## YOUR INSTRUCTIONS
Write the material out again in full, word for word. Do not include the pictures.
* start DATA ENTRIES *
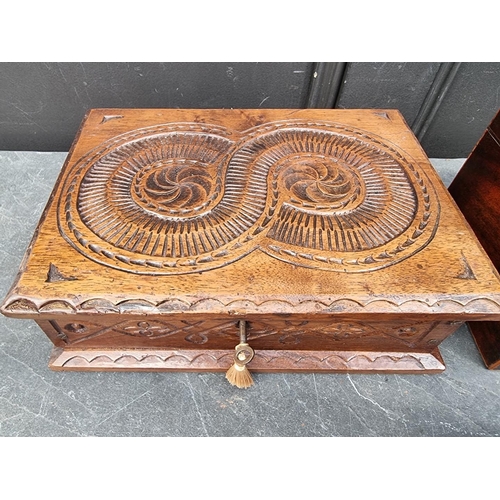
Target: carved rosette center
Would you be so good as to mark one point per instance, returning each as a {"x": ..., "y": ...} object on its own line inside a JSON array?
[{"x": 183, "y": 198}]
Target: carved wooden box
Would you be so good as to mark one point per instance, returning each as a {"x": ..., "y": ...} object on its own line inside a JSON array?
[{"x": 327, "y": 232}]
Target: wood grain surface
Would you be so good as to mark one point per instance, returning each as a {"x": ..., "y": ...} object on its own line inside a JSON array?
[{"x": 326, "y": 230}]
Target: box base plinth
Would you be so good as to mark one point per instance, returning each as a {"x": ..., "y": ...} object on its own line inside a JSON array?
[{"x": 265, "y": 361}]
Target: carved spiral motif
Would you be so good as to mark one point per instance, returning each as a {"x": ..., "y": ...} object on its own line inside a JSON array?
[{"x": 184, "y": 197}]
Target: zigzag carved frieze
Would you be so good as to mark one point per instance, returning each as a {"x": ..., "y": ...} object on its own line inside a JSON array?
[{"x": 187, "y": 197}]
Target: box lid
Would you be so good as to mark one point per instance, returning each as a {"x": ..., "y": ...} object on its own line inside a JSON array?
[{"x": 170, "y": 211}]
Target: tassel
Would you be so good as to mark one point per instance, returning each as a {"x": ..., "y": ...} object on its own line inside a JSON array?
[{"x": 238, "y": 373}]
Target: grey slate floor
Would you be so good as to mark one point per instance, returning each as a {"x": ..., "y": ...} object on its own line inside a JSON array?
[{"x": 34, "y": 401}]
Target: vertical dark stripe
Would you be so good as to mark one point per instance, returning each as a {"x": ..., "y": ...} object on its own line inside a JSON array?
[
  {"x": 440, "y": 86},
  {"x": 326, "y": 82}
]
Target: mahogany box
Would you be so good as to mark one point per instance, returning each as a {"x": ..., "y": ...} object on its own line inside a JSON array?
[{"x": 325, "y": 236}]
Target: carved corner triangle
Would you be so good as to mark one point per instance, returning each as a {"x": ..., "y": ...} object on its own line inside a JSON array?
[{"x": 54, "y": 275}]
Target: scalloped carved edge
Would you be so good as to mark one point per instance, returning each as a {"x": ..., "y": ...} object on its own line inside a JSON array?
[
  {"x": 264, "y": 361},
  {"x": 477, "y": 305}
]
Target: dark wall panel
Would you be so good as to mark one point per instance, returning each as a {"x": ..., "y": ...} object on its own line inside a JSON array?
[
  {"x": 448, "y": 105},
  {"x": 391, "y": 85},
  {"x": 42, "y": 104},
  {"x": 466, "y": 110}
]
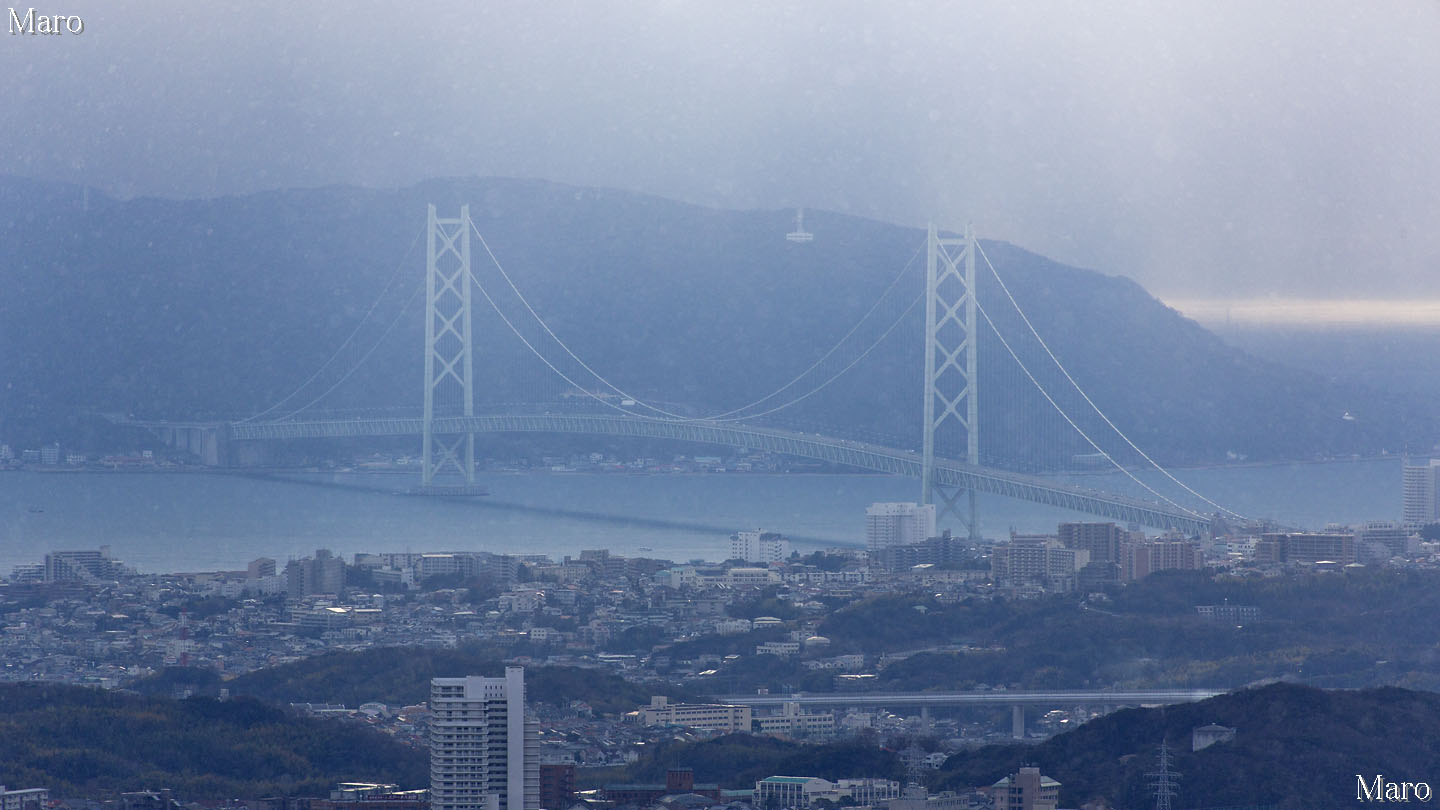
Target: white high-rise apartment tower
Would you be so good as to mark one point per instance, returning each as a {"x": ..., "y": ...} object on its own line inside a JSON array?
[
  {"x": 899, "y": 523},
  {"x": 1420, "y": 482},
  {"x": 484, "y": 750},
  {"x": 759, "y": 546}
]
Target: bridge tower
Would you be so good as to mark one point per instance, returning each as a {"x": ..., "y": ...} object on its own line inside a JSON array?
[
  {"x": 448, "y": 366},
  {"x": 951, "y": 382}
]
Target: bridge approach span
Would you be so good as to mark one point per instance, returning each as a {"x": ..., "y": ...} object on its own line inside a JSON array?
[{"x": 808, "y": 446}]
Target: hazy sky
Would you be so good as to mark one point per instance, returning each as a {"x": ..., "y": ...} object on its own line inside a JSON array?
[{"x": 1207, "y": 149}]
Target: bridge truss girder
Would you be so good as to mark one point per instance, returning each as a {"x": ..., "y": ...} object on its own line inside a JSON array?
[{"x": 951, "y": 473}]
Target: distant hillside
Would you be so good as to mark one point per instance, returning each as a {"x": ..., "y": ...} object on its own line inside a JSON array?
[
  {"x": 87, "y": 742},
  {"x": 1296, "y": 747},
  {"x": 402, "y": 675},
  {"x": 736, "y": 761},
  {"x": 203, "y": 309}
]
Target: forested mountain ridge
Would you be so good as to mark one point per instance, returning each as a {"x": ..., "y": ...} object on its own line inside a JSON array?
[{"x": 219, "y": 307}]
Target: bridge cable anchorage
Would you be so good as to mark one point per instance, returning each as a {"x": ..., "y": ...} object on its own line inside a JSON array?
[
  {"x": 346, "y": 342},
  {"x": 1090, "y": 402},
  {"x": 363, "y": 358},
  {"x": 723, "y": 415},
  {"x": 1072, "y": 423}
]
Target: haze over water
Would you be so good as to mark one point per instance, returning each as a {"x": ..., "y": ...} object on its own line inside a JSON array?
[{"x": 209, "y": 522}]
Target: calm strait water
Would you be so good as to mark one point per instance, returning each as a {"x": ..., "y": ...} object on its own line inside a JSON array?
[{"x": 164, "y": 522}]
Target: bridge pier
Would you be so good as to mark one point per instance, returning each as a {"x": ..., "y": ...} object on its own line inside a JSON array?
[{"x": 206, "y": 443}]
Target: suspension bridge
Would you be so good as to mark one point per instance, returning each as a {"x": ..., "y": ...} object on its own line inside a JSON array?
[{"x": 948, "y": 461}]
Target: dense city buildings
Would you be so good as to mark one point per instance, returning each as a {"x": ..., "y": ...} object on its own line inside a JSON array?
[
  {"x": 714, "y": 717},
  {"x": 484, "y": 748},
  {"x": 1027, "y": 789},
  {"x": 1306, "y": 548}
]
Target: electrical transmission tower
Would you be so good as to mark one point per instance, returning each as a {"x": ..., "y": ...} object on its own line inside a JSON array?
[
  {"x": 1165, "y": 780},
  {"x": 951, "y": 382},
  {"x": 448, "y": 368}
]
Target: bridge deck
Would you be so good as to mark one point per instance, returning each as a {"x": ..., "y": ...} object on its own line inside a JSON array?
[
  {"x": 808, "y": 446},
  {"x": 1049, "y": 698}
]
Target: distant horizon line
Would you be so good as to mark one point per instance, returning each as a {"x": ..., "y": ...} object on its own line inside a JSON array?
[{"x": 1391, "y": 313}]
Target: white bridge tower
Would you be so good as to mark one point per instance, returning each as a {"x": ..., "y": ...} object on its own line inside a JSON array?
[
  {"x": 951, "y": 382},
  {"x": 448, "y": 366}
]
* end DATA ENTRIES *
## ANSWER TO THIS EXERCISE
Target: carved rosette center
Would you be so good as to mark one point per instance, returning each as a {"x": ..., "y": ...} object on its own line inside a JSON array?
[{"x": 183, "y": 198}]
Target: carved wooden box
Would you be so good as to mark one point per instance, returning each as a {"x": ..., "y": ...} object on its own line inside a JSON array?
[{"x": 327, "y": 232}]
Target: wood grain surface
Would you be so good as to mark one point per instance, returning each as a {"x": ..., "y": ...} object on its own line inside a JSON array?
[{"x": 326, "y": 230}]
Target: box base plinth
Would you be so good as to mark one point per instance, returning each as a {"x": ..., "y": ...} object on its own line inside a JSON array?
[{"x": 265, "y": 361}]
Target: carved spiral motif
Would you be so good as to mark one point per instance, returning each as a {"x": ..., "y": ...} object on its own line inside a JSON array?
[{"x": 184, "y": 197}]
Target: zigzag carved frieze
Would you be so good as to mark one point per instance, returning each as a {"x": ..., "y": ...} object on its own line inside a JSON array?
[{"x": 187, "y": 197}]
Target: box lid
Would you be so good as to mark one point per instance, returning each as a {"x": ..., "y": ...} object on its own line inside a JSON array?
[{"x": 170, "y": 211}]
Target: tassel
Would you be so good as to mark one point per instance, returning each as a {"x": ..., "y": ...} object on its own line inside a JSON array?
[{"x": 238, "y": 373}]
Target: grey slate floor
Would you be so good as to mark one point per instance, returning each as a {"x": ..., "y": ...} object on its own line inside a JSON array?
[{"x": 34, "y": 401}]
Target: vertical dark stripe
Would you be so good as to mark one point per instance, returning each as a {"x": ..., "y": ...} object on its own line inside a JSON array?
[
  {"x": 440, "y": 86},
  {"x": 326, "y": 82}
]
Target: mahogany box
Would you be so good as to mark one point per instance, returning each as a {"x": ..., "y": ...} object on its own line inside a JSON array?
[{"x": 325, "y": 236}]
Target: carved corner triangle
Would you be so good as to mark one point per instance, returning each as a {"x": ..., "y": ...} object on its own line inside a JSON array?
[{"x": 54, "y": 275}]
Target: scalloped carved edge
Would you be so good as to mark one point per instance, returning each as a {"x": ..., "y": ...} object on its own line inside a JSON array?
[
  {"x": 264, "y": 361},
  {"x": 477, "y": 305}
]
Target: dark wall panel
Would you be so good as to mark one point per instance, returning each as a {"x": ..., "y": ...} object on its own line inside a JSON array?
[
  {"x": 448, "y": 105},
  {"x": 391, "y": 85},
  {"x": 42, "y": 104},
  {"x": 466, "y": 110}
]
Target: white high-rise apartment tower
Would you be so good as to mark one point per instance, returning each as a {"x": ..., "y": ...} object on its own line inside a JSON array?
[
  {"x": 899, "y": 523},
  {"x": 1420, "y": 482},
  {"x": 484, "y": 750},
  {"x": 759, "y": 546}
]
Target: bridge tower
Would you be so good as to mark one point per instance, returning each as a {"x": ..., "y": ...} object on its own line inside a JSON array?
[
  {"x": 448, "y": 366},
  {"x": 951, "y": 382}
]
Target: bridge approach span
Would you be so good as to mark one point per instance, returning each as a {"x": ..., "y": ...} object on its own line inside a JSON array?
[{"x": 808, "y": 446}]
Target: hazy sky
Would you be so good as to mark one point per instance, returning each as a {"x": ..., "y": ...} object on its own line inside a JSON array?
[{"x": 1207, "y": 149}]
Target: bridge truss girder
Would you be so good as to mark one point per instance, returning each as a {"x": ..., "y": ...} object on its own line inside a JSON array?
[{"x": 951, "y": 473}]
Target: distant hillside
Would you be so good as to mark one point per instance, returning each as a {"x": ..., "y": ...} object on its own line inside a JSON array?
[
  {"x": 87, "y": 742},
  {"x": 1296, "y": 747},
  {"x": 402, "y": 675},
  {"x": 736, "y": 761},
  {"x": 203, "y": 309}
]
Target: forested mountain ridge
Would you be so good as to mark one point per instance, returning each as a {"x": ..., "y": ...} object on its own line inside a JSON array?
[{"x": 219, "y": 307}]
Target: bridge cable anchorage
Would you be so good as to mark one point per instance, returning each as a {"x": ..., "y": ...} object on its own line inside a JSON array?
[
  {"x": 346, "y": 342},
  {"x": 1090, "y": 402},
  {"x": 363, "y": 358},
  {"x": 723, "y": 415},
  {"x": 1072, "y": 423}
]
Target: haze over water
Would you be so good as to mark one point per instance, returning each as a {"x": ..., "y": ...} object on its own line inside a JSON array?
[{"x": 209, "y": 522}]
Target: calm strait water
Would you be so good as to mark one point per instance, returning each as a {"x": ..., "y": ...} object on its own line inside a JSON array?
[{"x": 164, "y": 522}]
Target: bridge pier
Would you be so good as to mark one point per instance, returning each as a {"x": ..., "y": ...} object on its own line inside a JSON array?
[{"x": 206, "y": 443}]
Target: suspension bridge
Would you be so good as to mark one point per instance, returning each as a {"x": ..., "y": ...} object on its own line inside a JSON array?
[{"x": 948, "y": 461}]
Target: dense city buildings
Would you be so good as to mark one point per instance, returning each as a {"x": ..., "y": ...} object on its own line inside a JSON array?
[
  {"x": 714, "y": 717},
  {"x": 484, "y": 748},
  {"x": 1027, "y": 789},
  {"x": 1306, "y": 548}
]
Target: electrical transmission tower
Would you be so good as to mark one point per instance, returning each as a {"x": ..., "y": ...} object on its own line inside a JSON array?
[
  {"x": 1165, "y": 780},
  {"x": 951, "y": 382},
  {"x": 448, "y": 368}
]
Target: bridge deck
Would you be so good as to mark one point per instance, returning each as a {"x": ..., "y": ...} object on its own line inside a JSON array?
[
  {"x": 808, "y": 446},
  {"x": 1049, "y": 698}
]
Target: distant horizon line
Would you be so good as to mark one point per instance, returning each as a {"x": ..., "y": ...} object on its own line inside a JSON array?
[{"x": 1391, "y": 313}]
Target: white bridge tower
Would you be so good as to mark one point per instance, returning each as a {"x": ..., "y": ...} object on its own line inside a JSON array?
[
  {"x": 951, "y": 382},
  {"x": 448, "y": 366}
]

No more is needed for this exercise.